## BEGIN Material for the task
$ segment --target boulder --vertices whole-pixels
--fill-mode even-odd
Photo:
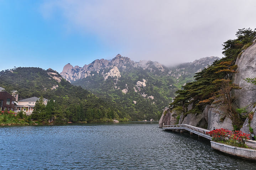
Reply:
[[[163,110],[161,118],[159,120],[159,127],[163,127],[164,125],[175,125],[177,124],[177,113],[172,112],[172,109],[168,107],[166,108]]]
[[[241,89],[234,90],[239,107],[246,107],[256,101],[256,85],[247,83],[245,79],[256,76],[256,43],[247,48],[235,64],[238,67],[237,73],[233,76],[233,83],[239,84]]]
[[[232,121],[228,118],[226,118],[223,121],[221,118],[223,116],[220,114],[220,110],[216,108],[213,107],[212,104],[208,108],[208,127],[207,129],[210,130],[213,130],[213,127],[215,129],[226,129],[230,130],[234,129],[232,126]]]

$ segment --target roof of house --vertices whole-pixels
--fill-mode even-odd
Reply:
[[[25,104],[25,105],[16,105],[16,106],[15,106],[15,107],[25,107],[26,106],[27,106],[28,107],[35,107],[35,105],[30,105],[29,104]]]
[[[36,102],[37,100],[39,100],[39,99],[40,99],[40,98],[38,98],[38,97],[30,97],[30,98],[26,98],[26,99],[23,99],[23,100],[20,100],[18,101],[18,102]],[[44,102],[46,100],[47,100],[48,102],[49,100],[46,99],[46,98],[43,98],[43,101]]]

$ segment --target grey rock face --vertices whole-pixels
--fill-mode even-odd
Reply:
[[[220,111],[216,108],[214,108],[213,104],[209,108],[207,129],[212,130],[213,130],[213,127],[215,127],[215,129],[223,128],[230,130],[233,130],[234,128],[232,126],[232,121],[231,120],[226,118],[223,122],[221,121],[220,119],[223,116],[220,114],[219,112]]]
[[[204,128],[207,125],[207,122],[203,114],[188,114],[181,124],[187,124],[194,126]]]
[[[252,119],[251,120],[251,123],[250,124],[250,125],[251,126],[251,127],[254,130],[254,132],[255,134],[256,134],[256,113],[255,113],[255,110],[256,110],[256,107],[254,107],[252,109],[252,112],[254,113],[252,117]],[[249,118],[247,118],[244,123],[243,127],[241,128],[240,130],[244,133],[250,134],[251,132],[249,129],[250,126],[249,121]]]
[[[131,60],[128,57],[122,57],[118,54],[110,62],[103,58],[96,60],[88,65],[85,64],[83,67],[78,66],[74,67],[69,63],[64,66],[62,72],[60,74],[69,82],[91,76],[92,74],[91,72],[96,72],[96,74],[103,75],[105,80],[109,76],[111,77],[116,76],[118,79],[121,76],[119,69],[125,70],[130,67],[136,68],[138,67],[141,67],[144,69],[147,69],[151,72],[160,71],[163,72],[165,71],[162,64],[158,62],[143,60],[137,62]],[[111,68],[112,69],[110,71],[107,71]],[[115,75],[113,76],[113,74]]]
[[[238,73],[233,77],[233,82],[239,84],[242,89],[234,90],[237,97],[239,107],[246,107],[256,102],[256,85],[248,83],[244,79],[256,77],[256,44],[246,49],[240,58],[236,60],[236,64],[238,68]]]
[[[166,112],[164,115],[164,113]],[[163,110],[163,114],[159,120],[158,124],[159,127],[163,127],[163,125],[174,125],[177,123],[177,117],[176,113],[174,112],[172,112],[171,110],[168,108],[166,108]]]

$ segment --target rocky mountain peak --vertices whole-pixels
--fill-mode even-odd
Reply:
[[[200,58],[195,60],[193,62],[185,63],[184,66],[181,64],[178,66],[179,67],[177,67],[177,70],[173,71],[171,69],[162,65],[156,61],[144,60],[136,62],[131,60],[129,58],[122,56],[118,54],[111,60],[104,58],[97,59],[88,65],[85,64],[83,67],[78,66],[74,67],[69,63],[64,66],[63,70],[60,73],[60,74],[64,79],[69,82],[86,78],[95,74],[102,75],[104,80],[106,80],[109,77],[116,76],[117,79],[120,77],[121,75],[119,70],[121,71],[126,71],[131,68],[140,67],[144,70],[155,73],[156,74],[170,74],[172,73],[170,75],[178,78],[183,74],[186,74],[186,72],[183,70],[182,73],[177,73],[178,74],[178,75],[175,74],[175,73],[184,69],[183,68],[191,67],[191,66],[193,65],[193,67],[196,68],[193,69],[197,69],[195,70],[194,72],[196,72],[197,71],[200,71],[199,70],[197,70],[198,69],[202,70],[202,66],[207,66],[208,64],[211,64],[214,60],[218,58],[219,58],[213,56]],[[199,68],[197,68],[198,67]]]

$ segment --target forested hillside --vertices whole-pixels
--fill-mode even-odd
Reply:
[[[122,107],[72,85],[50,69],[19,67],[3,70],[0,72],[0,86],[10,92],[17,91],[21,99],[35,96],[55,100],[49,109],[43,108],[40,114],[32,116],[40,121],[53,115],[56,117],[57,123],[112,121],[114,119],[125,121],[130,118]]]
[[[176,92],[178,95],[171,108],[179,110],[186,116],[188,114],[202,113],[206,105],[212,103],[220,110],[223,120],[228,118],[232,120],[234,129],[241,127],[246,117],[242,114],[243,109],[236,104],[237,97],[231,92],[233,90],[240,88],[239,85],[233,83],[232,77],[237,72],[236,60],[252,44],[256,32],[244,28],[239,29],[236,35],[237,39],[224,42],[223,53],[225,57],[196,73],[195,81],[187,83],[184,89]],[[192,107],[189,111],[189,105]]]
[[[175,92],[218,58],[205,57],[168,68],[157,62],[135,62],[119,54],[111,61],[96,60],[83,67],[69,63],[61,74],[72,84],[122,106],[131,120],[158,120]]]

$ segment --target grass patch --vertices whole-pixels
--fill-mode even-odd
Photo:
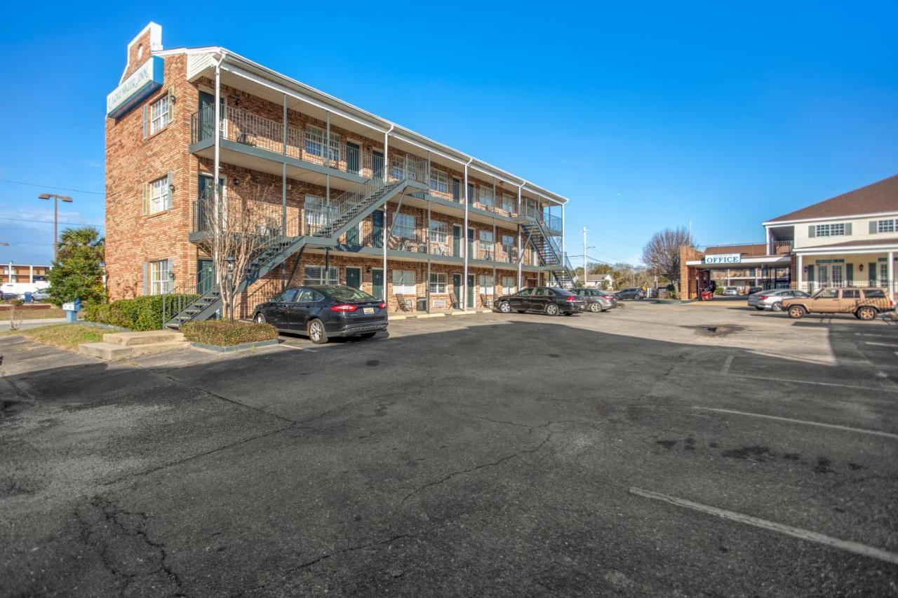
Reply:
[[[185,340],[216,347],[233,347],[277,338],[277,330],[271,324],[226,320],[189,321],[180,327],[180,331]]]
[[[95,326],[86,324],[50,324],[24,330],[11,330],[7,334],[21,334],[54,347],[77,350],[78,345],[82,343],[101,341],[104,332],[105,330]]]

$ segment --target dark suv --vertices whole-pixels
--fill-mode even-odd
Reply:
[[[547,315],[574,315],[584,303],[569,291],[554,286],[528,286],[515,295],[504,295],[496,300],[495,311],[502,313],[541,312]]]

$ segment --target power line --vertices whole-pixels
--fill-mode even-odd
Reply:
[[[77,193],[90,193],[91,195],[106,195],[100,191],[87,191],[83,189],[73,189],[71,187],[57,187],[56,185],[40,185],[38,183],[26,183],[21,180],[10,180],[9,179],[0,179],[0,182],[13,183],[13,185],[25,185],[26,187],[40,187],[42,189],[55,189],[62,191],[75,191]]]
[[[36,220],[34,218],[6,218],[4,216],[0,216],[0,220],[13,220],[14,222],[38,222],[42,224],[52,224],[52,220]],[[106,227],[106,224],[91,224],[84,222],[60,222],[60,224],[70,224],[72,226],[101,226]]]

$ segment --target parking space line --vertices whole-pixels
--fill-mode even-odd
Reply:
[[[863,427],[850,427],[849,426],[839,426],[838,424],[824,424],[819,421],[808,421],[806,419],[793,419],[792,418],[781,418],[779,416],[770,416],[765,415],[763,413],[749,413],[748,411],[736,411],[735,409],[721,409],[714,407],[699,407],[695,405],[692,407],[693,409],[701,409],[702,411],[716,411],[718,413],[731,413],[733,415],[744,415],[750,418],[763,418],[765,419],[776,419],[778,421],[788,421],[793,424],[806,424],[807,426],[818,426],[820,427],[832,427],[837,430],[845,430],[846,432],[859,432],[861,434],[870,434],[875,436],[885,436],[886,438],[892,438],[893,440],[898,440],[898,434],[891,434],[889,432],[880,432],[879,430],[867,430]]]
[[[699,511],[700,513],[714,515],[716,517],[721,517],[729,521],[745,523],[746,525],[753,525],[754,527],[770,530],[770,532],[776,532],[787,536],[792,536],[793,538],[817,542],[818,544],[823,544],[824,546],[830,546],[841,550],[853,552],[864,557],[878,558],[879,560],[884,560],[886,563],[898,564],[898,554],[889,552],[888,550],[883,550],[882,549],[877,549],[873,546],[867,546],[867,544],[861,544],[859,542],[854,542],[848,540],[839,540],[838,538],[825,536],[822,533],[817,533],[816,532],[811,532],[810,530],[803,530],[800,527],[792,527],[791,525],[785,525],[783,523],[767,521],[766,519],[761,519],[760,517],[736,513],[735,511],[727,511],[726,509],[718,508],[717,506],[695,503],[691,500],[686,500],[685,498],[677,498],[676,497],[662,494],[660,492],[652,492],[651,490],[643,490],[642,488],[630,487],[629,493],[644,498],[659,500],[675,506],[682,506],[688,509],[692,509],[693,511]]]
## END Material for the task
> Exercise description
Please render the lines from the one containing "power line --vertices whole-pixels" through the end of the records as a numbered list, leaving out blank lines.

> Completed exercise
1. $ segment --target power line --vertices whole-pixels
2. --fill-mode even-odd
3. Reply:
4. [[[77,193],[90,193],[91,195],[106,195],[100,191],[87,191],[83,189],[73,189],[71,187],[57,187],[56,185],[40,185],[38,183],[26,183],[21,180],[10,180],[9,179],[0,179],[0,182],[13,183],[13,185],[25,185],[26,187],[40,187],[42,189],[55,189],[62,191],[75,191]]]
5. [[[36,220],[34,218],[6,218],[4,216],[0,216],[0,220],[13,220],[14,222],[38,222],[42,224],[52,224],[52,220]],[[106,227],[106,224],[91,224],[84,222],[60,222],[60,224],[70,224],[72,226],[101,226]]]
6. $ segment --target parking space line --vertices whole-pixels
7. --fill-mode even-odd
8. Reply:
9. [[[863,427],[850,427],[849,426],[839,426],[838,424],[824,424],[819,421],[808,421],[806,419],[793,419],[792,418],[781,418],[779,416],[770,416],[765,415],[763,413],[749,413],[748,411],[736,411],[735,409],[721,409],[714,407],[699,407],[695,405],[692,407],[693,409],[701,409],[702,411],[716,411],[718,413],[731,413],[733,415],[744,415],[750,418],[763,418],[765,419],[776,419],[778,421],[788,421],[793,424],[806,424],[807,426],[818,426],[820,427],[832,427],[837,430],[845,430],[846,432],[859,432],[861,434],[870,434],[875,436],[885,436],[886,438],[892,438],[893,440],[898,440],[898,434],[891,434],[889,432],[880,432],[879,430],[867,430]]]
10. [[[699,511],[700,513],[714,515],[716,517],[721,517],[729,521],[745,523],[746,525],[753,525],[754,527],[770,530],[770,532],[776,532],[787,536],[792,536],[793,538],[817,542],[818,544],[823,544],[824,546],[830,546],[841,550],[853,552],[864,557],[878,558],[879,560],[884,560],[886,563],[898,564],[898,554],[889,552],[888,550],[883,550],[882,549],[877,549],[873,546],[867,546],[867,544],[861,544],[859,542],[854,542],[848,540],[839,540],[838,538],[825,536],[822,533],[817,533],[816,532],[811,532],[810,530],[803,530],[800,527],[792,527],[791,525],[785,525],[783,523],[767,521],[766,519],[761,519],[760,517],[736,513],[735,511],[727,511],[726,509],[718,508],[717,506],[695,503],[691,500],[686,500],[685,498],[677,498],[676,497],[662,494],[660,492],[652,492],[651,490],[643,490],[642,488],[630,487],[629,493],[644,498],[659,500],[675,506],[682,506],[688,509],[692,509],[693,511]]]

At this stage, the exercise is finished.